● Passage:

6 dodecamers, 368 trimer plots, peak width, height, valley plots

EDIT: the plot shown below is what I think describes the data. It has the mean peak height, peak width and peak valley from 6 molecules. No smoothing or blur or anything else, just the numbers. It might be as useful as anything that some algorithm can invent.  Peak width is x, mean for the six molecules (the number of peaks per trimer and hexamer was determined by signal and image processing data early on) (15) and per trimer ( 8) respectively.

Number of peaks from each program depended upon various parameters, lag, threshold, influence, smoothing, and many I dont understand, but the separation of the signal and image processing graphs into the 8 peaks (color coded) was was performed by me, which, in my humble opinion, is just as good, if not more “learned” than any AI app.

The separation of each hexamer (or trimer) into peaks is reasonably consistent in terms of peak width, height and valleys.  THus I have means for all tracings, means for individual molecules, plus SD for widths, heights, and valleys, all of which can be given in table form shown below.

● Requirement:
Answer from the post on dodecamer peak plots:
1. The plotted mean peak height, width and valley come from how many molecules?
2. What parameters does the post say the number of peaks from each program depended on?
3. Besides means, what statistic for widths, heights and valleys does the post say can be given in table form?

● Provided data:
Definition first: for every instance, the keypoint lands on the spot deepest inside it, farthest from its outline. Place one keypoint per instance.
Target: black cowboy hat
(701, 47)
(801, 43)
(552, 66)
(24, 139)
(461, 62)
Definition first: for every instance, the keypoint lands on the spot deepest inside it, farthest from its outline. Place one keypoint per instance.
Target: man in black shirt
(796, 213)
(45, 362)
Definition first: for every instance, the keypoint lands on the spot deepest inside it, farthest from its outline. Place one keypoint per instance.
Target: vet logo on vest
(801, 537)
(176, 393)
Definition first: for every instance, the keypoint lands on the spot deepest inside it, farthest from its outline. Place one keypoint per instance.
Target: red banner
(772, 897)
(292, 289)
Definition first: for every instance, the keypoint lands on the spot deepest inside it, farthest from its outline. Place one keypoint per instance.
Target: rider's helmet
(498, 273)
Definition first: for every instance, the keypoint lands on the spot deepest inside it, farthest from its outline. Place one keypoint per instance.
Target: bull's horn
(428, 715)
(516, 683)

--

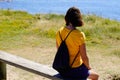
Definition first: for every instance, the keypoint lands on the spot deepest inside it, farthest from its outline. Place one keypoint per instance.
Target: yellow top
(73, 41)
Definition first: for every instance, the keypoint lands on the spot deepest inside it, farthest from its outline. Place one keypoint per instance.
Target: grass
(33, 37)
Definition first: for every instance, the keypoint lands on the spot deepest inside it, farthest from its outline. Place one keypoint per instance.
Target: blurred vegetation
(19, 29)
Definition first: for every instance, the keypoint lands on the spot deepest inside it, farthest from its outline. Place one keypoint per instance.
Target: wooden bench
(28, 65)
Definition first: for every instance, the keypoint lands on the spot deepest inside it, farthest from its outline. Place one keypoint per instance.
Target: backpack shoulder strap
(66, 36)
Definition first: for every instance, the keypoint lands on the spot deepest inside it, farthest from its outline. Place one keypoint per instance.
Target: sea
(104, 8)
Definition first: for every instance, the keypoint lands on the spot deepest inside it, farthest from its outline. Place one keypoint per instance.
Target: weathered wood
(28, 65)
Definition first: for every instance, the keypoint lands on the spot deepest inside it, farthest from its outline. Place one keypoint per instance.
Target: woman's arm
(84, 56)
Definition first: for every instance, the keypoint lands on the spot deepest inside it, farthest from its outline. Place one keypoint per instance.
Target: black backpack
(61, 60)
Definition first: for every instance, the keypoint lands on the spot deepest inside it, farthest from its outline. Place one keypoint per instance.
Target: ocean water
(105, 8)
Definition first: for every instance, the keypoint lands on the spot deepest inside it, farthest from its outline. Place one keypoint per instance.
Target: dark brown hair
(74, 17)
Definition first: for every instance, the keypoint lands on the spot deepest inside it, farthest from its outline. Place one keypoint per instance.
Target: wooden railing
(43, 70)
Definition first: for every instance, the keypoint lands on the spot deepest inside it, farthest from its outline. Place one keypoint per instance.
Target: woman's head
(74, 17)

==

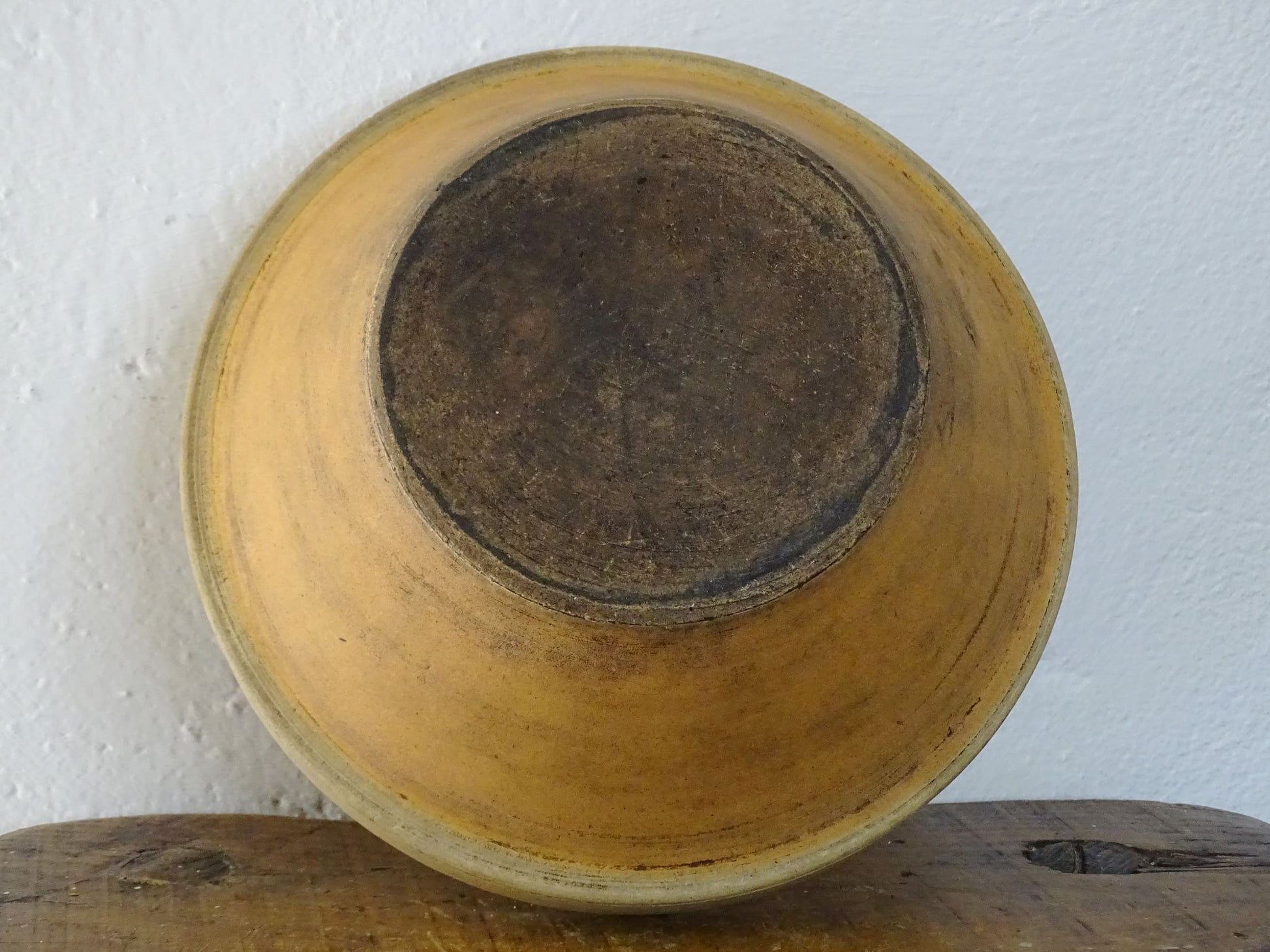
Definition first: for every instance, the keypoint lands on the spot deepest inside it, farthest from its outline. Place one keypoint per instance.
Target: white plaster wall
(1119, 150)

● Reply:
1. Six molecules.
2. Lag, threshold, influence and smoothing, among others the poster does not understand.
3. SD (standard deviation).